> [Assignment] Once you reach the line containing "Where can the blurred", copy it and every line after it exactly, through the end of the data below.

------ Task input

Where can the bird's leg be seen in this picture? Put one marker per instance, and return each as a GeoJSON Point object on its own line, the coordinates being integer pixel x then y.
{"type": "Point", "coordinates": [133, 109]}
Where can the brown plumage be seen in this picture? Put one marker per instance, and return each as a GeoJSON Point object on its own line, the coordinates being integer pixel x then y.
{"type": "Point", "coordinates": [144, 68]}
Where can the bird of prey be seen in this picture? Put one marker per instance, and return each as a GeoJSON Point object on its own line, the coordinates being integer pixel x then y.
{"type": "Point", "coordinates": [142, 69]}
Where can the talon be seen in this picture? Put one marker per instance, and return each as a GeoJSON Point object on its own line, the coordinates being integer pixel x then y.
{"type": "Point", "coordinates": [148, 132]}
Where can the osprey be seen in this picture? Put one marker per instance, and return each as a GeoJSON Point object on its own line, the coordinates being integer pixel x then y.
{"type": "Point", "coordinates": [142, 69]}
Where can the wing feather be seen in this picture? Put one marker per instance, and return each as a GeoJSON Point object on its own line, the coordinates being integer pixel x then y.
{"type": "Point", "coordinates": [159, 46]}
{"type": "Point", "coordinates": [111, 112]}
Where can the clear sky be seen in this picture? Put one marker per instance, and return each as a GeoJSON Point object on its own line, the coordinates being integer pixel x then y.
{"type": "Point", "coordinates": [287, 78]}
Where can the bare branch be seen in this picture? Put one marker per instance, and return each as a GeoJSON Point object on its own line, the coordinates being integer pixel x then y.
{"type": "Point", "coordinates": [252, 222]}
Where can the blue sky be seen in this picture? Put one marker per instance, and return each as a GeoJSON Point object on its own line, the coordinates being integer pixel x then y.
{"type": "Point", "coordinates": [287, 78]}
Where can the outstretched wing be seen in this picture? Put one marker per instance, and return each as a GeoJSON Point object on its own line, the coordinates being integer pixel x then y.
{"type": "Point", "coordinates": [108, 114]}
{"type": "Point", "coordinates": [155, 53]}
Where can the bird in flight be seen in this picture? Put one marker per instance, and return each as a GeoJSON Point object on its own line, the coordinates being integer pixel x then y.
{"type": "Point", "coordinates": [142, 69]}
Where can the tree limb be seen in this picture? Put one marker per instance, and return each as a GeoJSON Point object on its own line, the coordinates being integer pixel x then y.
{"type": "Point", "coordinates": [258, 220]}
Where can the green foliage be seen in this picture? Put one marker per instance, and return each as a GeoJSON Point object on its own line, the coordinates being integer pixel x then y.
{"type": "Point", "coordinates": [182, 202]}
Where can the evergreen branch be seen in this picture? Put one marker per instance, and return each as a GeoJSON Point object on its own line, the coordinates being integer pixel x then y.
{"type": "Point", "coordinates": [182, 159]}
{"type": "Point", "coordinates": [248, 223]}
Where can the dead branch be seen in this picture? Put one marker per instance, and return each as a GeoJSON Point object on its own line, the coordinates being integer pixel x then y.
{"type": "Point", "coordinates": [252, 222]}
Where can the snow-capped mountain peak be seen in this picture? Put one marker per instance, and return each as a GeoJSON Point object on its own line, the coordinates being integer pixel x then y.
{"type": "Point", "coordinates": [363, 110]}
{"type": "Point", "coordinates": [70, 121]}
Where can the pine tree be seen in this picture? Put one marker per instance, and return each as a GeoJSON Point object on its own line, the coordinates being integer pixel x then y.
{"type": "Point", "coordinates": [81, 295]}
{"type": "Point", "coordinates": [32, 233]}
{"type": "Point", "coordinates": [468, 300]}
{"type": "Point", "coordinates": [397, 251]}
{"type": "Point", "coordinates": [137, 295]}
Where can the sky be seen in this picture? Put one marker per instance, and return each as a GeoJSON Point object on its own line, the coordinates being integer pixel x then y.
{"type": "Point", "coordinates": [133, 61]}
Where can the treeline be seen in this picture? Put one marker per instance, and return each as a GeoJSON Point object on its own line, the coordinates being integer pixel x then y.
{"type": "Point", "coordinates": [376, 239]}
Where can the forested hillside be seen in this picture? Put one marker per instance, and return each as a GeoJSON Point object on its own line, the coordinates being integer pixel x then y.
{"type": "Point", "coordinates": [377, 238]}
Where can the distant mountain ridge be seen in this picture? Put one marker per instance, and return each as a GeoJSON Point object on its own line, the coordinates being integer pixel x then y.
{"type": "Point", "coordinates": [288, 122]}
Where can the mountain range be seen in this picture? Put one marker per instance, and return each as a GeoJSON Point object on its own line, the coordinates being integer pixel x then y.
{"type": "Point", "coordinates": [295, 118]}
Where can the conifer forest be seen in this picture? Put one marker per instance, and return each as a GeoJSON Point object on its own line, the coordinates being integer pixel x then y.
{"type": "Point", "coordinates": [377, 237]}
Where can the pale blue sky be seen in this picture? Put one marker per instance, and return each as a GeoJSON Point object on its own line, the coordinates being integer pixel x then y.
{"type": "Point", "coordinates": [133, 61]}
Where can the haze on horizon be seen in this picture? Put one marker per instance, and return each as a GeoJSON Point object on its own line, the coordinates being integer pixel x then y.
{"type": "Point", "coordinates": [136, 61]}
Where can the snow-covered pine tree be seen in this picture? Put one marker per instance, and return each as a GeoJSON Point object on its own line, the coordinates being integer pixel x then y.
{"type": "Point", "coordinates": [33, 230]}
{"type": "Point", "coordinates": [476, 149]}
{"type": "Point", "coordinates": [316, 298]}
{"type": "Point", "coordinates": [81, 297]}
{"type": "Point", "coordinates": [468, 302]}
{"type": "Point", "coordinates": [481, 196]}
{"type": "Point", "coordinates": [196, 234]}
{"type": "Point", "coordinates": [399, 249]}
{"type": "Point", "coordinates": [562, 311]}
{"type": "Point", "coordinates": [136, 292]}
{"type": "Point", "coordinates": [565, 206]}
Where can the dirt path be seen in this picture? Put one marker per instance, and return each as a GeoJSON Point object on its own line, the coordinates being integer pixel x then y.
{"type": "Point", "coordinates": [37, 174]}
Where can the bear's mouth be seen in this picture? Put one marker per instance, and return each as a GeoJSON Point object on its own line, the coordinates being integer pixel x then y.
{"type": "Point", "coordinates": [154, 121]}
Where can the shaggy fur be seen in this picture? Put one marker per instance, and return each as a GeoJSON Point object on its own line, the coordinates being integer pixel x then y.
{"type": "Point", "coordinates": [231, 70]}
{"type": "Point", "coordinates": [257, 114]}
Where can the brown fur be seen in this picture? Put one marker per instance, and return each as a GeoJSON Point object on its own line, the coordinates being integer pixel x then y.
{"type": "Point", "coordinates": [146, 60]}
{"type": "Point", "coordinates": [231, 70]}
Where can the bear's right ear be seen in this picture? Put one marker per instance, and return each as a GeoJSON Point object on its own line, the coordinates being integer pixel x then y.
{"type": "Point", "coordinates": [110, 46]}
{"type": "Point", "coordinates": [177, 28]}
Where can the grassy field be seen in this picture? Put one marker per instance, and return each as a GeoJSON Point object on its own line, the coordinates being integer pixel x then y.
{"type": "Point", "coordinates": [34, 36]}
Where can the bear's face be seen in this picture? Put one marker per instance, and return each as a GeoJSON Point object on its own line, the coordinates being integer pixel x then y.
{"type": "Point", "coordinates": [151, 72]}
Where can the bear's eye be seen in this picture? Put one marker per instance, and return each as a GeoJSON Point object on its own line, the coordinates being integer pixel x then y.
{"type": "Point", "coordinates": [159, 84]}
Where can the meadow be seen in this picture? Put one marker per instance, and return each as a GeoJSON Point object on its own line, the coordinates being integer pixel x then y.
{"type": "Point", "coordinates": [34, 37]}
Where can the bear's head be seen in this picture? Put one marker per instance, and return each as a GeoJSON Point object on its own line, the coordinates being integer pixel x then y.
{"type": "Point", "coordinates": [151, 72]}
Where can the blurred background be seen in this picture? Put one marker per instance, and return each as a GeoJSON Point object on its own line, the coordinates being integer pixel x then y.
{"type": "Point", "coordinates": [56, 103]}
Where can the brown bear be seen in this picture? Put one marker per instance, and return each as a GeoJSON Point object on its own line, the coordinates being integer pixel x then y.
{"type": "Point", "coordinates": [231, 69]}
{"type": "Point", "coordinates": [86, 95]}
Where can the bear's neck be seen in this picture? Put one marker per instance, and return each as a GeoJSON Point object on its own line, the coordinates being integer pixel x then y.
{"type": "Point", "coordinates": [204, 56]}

------------

> [Worked solution]
Where can the blurred background be seen in this picture? Put one marker per instance, and return each as a GeoJSON Point object on its own line, the coordinates being integer pixel x then y.
{"type": "Point", "coordinates": [56, 103]}
Where can the brown bear be seen in this picture? Put one marker per instance, and return each as a GeoJSON Point object on its own line, the coordinates being integer pixel x then y.
{"type": "Point", "coordinates": [231, 69]}
{"type": "Point", "coordinates": [86, 95]}
Where can the bear's neck be seen in this picture? Put one marker per instance, and return each as a GeoJSON Point object on its own line, the coordinates being integer pixel x then y.
{"type": "Point", "coordinates": [204, 56]}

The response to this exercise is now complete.